» **WORKING DATA**:

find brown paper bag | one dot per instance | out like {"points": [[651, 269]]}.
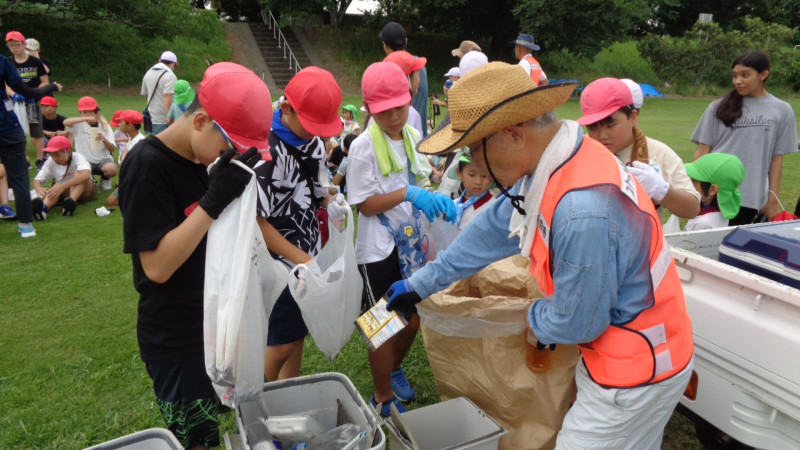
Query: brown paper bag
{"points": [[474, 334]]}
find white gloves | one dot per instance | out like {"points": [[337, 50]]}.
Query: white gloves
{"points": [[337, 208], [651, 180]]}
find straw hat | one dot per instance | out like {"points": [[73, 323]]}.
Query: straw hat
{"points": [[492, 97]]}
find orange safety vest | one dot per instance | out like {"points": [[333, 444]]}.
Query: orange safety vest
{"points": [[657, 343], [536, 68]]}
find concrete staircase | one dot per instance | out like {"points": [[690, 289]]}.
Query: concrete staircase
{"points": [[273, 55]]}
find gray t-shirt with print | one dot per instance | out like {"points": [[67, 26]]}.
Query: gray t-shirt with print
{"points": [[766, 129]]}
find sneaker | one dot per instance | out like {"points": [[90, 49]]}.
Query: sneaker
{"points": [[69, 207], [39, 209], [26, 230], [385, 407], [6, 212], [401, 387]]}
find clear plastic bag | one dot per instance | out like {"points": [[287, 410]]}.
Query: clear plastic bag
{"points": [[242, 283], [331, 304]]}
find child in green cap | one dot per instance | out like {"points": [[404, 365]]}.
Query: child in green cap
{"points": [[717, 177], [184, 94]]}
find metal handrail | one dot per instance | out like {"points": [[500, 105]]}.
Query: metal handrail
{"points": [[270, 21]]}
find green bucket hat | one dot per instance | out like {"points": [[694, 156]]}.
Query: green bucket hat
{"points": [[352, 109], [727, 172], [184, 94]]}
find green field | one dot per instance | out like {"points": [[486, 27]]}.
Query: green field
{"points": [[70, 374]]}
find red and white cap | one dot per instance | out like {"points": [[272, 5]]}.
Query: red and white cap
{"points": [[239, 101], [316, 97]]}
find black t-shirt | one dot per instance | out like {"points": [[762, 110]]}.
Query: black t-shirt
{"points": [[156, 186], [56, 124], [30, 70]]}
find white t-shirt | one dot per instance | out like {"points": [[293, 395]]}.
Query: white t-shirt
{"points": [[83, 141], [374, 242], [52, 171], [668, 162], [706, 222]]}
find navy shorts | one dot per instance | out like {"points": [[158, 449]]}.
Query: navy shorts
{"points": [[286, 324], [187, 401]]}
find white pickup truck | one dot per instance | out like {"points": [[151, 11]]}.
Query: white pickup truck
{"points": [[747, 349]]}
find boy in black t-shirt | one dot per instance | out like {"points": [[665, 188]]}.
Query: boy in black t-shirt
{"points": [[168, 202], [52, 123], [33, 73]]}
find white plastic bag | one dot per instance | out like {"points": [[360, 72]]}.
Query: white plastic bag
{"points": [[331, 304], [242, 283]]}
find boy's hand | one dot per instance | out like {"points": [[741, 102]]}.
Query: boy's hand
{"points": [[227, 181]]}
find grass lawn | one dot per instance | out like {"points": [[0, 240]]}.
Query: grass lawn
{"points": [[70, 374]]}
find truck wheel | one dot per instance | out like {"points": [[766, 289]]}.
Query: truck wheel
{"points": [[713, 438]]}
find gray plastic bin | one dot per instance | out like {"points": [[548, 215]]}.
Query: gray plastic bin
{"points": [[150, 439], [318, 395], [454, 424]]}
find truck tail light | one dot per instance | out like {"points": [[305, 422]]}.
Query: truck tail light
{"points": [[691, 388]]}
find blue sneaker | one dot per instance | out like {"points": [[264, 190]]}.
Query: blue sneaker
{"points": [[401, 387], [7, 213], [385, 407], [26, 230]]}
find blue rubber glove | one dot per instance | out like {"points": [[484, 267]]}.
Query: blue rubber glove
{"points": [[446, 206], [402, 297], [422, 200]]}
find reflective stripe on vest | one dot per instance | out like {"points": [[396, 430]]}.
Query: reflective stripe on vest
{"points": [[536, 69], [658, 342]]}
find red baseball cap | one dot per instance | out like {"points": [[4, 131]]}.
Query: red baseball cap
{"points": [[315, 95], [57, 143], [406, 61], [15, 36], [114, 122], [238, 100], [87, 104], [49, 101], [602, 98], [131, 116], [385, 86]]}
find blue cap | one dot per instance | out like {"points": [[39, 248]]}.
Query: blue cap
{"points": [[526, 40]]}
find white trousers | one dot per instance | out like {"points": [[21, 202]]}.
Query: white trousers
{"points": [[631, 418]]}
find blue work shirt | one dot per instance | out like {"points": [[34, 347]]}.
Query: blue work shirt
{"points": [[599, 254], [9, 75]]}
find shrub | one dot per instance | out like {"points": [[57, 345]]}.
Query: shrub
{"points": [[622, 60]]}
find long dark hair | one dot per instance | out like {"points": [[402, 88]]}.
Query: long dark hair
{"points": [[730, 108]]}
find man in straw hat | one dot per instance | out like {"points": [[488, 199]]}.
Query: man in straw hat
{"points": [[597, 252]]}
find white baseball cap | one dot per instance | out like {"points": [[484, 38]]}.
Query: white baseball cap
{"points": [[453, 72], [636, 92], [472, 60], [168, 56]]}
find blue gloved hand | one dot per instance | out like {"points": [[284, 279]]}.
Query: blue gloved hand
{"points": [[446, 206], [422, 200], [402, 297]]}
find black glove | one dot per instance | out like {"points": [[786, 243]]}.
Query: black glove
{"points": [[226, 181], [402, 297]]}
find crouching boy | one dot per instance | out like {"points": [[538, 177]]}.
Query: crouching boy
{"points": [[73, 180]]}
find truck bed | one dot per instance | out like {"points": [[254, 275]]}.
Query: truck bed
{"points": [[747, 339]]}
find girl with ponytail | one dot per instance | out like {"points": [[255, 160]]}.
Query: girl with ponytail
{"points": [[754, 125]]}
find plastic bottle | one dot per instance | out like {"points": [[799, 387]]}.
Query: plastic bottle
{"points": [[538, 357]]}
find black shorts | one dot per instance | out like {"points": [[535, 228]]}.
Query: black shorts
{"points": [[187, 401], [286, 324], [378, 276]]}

» **PROMPT**: Print, without alteration, only the lines above between the one holding "Query: grass lawn" and the one holding "find blue gloved", inclusive.

» **RESULT FOR THIS TASK**:
Query: grass lawn
{"points": [[70, 374]]}
find truck wheel | one dot per instance | out like {"points": [[766, 289]]}.
Query: truck wheel
{"points": [[713, 438]]}
find gray plastic bin | one dot per instance | out like {"points": [[548, 215]]}.
Query: gray plastic bin
{"points": [[150, 439], [318, 395], [454, 424]]}
find truck tail light | one dot per instance | out like {"points": [[305, 422]]}.
Query: truck tail light
{"points": [[691, 388]]}
find blue sneaker | one dot per instance | out like {"points": [[264, 190]]}.
Query: blue sneaker
{"points": [[401, 387], [7, 213], [385, 407], [26, 230]]}
find blue rubber glove | one dot per instance | out like {"points": [[484, 267]]}.
Query: blue rubber glove
{"points": [[446, 206], [402, 297], [422, 200]]}
find reflective stripe on vest | one dot per instance | out like {"points": [[396, 430]]}.
Query: reflective stripe on vest
{"points": [[536, 69], [658, 342]]}
find red baseball cap | one dot per instance | out like {"points": [[4, 131]]}.
Query: red baseball cap
{"points": [[315, 95], [57, 143], [406, 61], [15, 36], [114, 122], [238, 100], [87, 104], [49, 101], [602, 98], [131, 116], [385, 86]]}
find blue cap | one dot per instance | out like {"points": [[39, 248]]}.
Query: blue cap
{"points": [[526, 40]]}
find white trousers | one dot per instance | out like {"points": [[21, 202]]}.
Query: white trousers
{"points": [[631, 418]]}
find blue work shirt | one dot per instance | out like {"points": [[34, 347]]}.
Query: blue work shirt
{"points": [[599, 254], [9, 75]]}
find shrub | one dot per instance | out like {"points": [[57, 345]]}.
Query: shrub
{"points": [[622, 60]]}
find long dark hair | one dot per instance | out like {"points": [[402, 88]]}.
Query: long dark hair
{"points": [[730, 108]]}
find man in straw hat | one dot per instance | out like {"points": [[488, 199]]}.
Query: man in straw hat
{"points": [[597, 252]]}
find white baseball cap | one dot per instance | out like {"points": [[484, 38]]}.
Query: white baseball cap
{"points": [[453, 72], [636, 92], [472, 60], [168, 56]]}
find blue gloved hand | one dot per instance | out like {"points": [[284, 279]]}.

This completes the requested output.